▶ [Jobs]:
1 > Answer these questions from the Jumping Ash review:
(a) Who directed the film?
(b) What position did it reach at the 1976 Hong Kong box office?
(c) In what month and year was it released?
2 > Please extract everything in the Jumping Ash review from "Jumping Ash [跳灰]" down to "to expect, though.".

Jumping Ash (1976)

Jumping Ash [跳灰] (1976)

Starring Josephine Siao Fong-Fong, Ga Lun, Michael Chan Wai-Man, Chan Sing, Nick Lam Wai-Kei, Lee Yin-Ping, Wu Fung, Lo Hoi-Pang, Lee Chi-Chung, Cheng Chi-Tun, Terry Lau Wai-Yue, Cheung Sek-Aau

Directed by Josephine Siao Fong-Fong & Po-Chih Leong

Expectations: Very interested. Don’t know what to expect, though.


Jumping Ash was a huge hit in its day, reaching #3 at the 1976 Hong Kong box office, but unfortunately I watched it faded, full-screen and dubbed. Hopefully it can be restored in the future and seen by fans in its original format, because in addition its success, Jumping Ash was also highly influential. It exhibited all the qualities of the Hong Kong New Wave, a few years before it really began in earnest. Some cite Jumping Ash as the first film of the New Wave, while others list it as a stylistic forerunner, but no matter what you call it, it’s a film that feels ahead of its time and far closer to what Hong Kong cinema would become than what it was in 1976. It’s hard to know from my position in 2018 America, but it also seems like it has its finger on the pulse of Hong Kong at the time, set in specific locations during May 1976 and then released just a few months later in August 1976.

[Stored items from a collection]
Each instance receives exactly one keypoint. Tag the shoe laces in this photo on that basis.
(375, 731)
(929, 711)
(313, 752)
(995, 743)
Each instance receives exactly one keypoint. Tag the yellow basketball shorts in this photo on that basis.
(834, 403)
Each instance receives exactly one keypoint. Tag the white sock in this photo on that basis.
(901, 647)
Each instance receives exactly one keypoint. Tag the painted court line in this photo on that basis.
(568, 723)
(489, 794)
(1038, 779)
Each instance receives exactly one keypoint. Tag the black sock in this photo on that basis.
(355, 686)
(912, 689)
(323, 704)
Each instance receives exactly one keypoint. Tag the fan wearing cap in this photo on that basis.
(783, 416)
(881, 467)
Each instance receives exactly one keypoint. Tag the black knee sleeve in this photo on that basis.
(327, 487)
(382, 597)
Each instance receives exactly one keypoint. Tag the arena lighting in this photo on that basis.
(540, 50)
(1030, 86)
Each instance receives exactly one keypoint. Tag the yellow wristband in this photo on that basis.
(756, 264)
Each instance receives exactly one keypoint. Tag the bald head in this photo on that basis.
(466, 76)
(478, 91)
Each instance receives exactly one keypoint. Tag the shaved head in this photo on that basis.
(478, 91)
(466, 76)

* * *

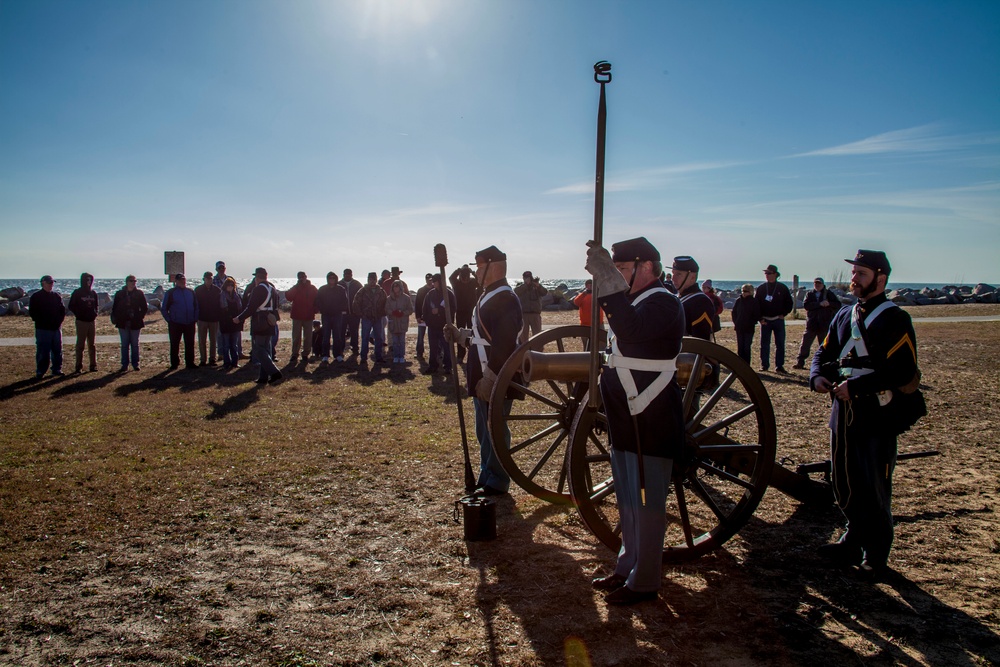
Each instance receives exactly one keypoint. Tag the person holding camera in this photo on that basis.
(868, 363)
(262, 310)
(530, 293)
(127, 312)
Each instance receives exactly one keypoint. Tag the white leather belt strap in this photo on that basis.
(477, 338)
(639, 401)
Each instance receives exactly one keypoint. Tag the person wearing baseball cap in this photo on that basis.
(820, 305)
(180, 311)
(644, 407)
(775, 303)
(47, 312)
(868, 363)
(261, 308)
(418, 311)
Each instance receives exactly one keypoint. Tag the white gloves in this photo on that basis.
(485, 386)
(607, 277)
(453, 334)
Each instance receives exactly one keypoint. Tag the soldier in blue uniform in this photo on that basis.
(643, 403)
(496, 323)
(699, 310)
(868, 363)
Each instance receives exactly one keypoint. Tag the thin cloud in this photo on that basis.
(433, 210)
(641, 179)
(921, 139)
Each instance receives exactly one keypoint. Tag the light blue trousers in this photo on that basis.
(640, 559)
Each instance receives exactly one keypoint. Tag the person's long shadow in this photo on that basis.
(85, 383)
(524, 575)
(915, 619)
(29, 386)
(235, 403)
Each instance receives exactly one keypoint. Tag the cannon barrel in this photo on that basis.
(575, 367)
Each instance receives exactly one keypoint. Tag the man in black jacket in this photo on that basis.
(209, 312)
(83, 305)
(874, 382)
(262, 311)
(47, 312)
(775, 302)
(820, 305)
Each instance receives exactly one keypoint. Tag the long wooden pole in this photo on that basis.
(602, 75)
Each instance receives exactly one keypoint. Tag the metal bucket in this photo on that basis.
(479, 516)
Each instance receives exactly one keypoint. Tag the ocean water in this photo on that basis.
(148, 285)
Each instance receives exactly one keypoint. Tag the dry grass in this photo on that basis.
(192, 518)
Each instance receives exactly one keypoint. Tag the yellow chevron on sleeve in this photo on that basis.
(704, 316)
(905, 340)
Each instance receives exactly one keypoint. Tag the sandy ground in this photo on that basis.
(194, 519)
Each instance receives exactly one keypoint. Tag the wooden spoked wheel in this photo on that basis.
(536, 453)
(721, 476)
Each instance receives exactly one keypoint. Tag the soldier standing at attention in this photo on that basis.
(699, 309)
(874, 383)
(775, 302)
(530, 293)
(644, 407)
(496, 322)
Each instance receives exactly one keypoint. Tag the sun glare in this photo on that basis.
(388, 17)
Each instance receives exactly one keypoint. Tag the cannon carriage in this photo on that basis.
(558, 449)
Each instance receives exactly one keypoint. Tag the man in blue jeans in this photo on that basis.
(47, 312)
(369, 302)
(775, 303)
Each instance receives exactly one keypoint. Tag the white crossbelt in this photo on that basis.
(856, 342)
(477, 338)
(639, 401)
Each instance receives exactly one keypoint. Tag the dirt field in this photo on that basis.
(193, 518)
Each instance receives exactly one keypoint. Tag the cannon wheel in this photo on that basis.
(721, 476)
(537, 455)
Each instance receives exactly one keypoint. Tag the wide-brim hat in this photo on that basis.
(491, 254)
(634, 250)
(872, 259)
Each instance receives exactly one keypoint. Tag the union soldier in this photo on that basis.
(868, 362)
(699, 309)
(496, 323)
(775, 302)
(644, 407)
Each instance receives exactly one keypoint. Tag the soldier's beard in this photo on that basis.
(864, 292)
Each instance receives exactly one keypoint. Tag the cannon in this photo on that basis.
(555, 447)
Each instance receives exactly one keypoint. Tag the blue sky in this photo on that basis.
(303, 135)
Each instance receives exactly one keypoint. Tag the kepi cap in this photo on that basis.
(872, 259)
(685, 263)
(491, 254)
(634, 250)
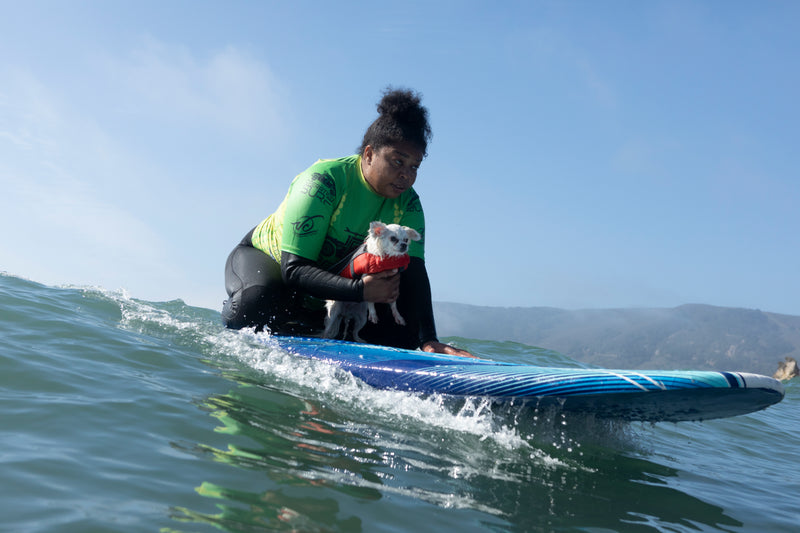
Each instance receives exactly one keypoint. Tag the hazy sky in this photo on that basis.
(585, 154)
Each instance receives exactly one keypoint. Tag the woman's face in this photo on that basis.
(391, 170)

▶ [Answers by task]:
1 >
(a) Josephine Siao Fong-Fong and Po-Chih Leong
(b) #3
(c) August 1976

2 >
Jumping Ash [跳灰] (1976)

Starring Josephine Siao Fong-Fong, Ga Lun, Michael Chan Wai-Man, Chan Sing, Nick Lam Wai-Kei, Lee Yin-Ping, Wu Fung, Lo Hoi-Pang, Lee Chi-Chung, Cheng Chi-Tun, Terry Lau Wai-Yue, Cheung Sek-Aau

Directed by Josephine Siao Fong-Fong & Po-Chih Leong

Expectations: Very interested. Don’t know what to expect, though.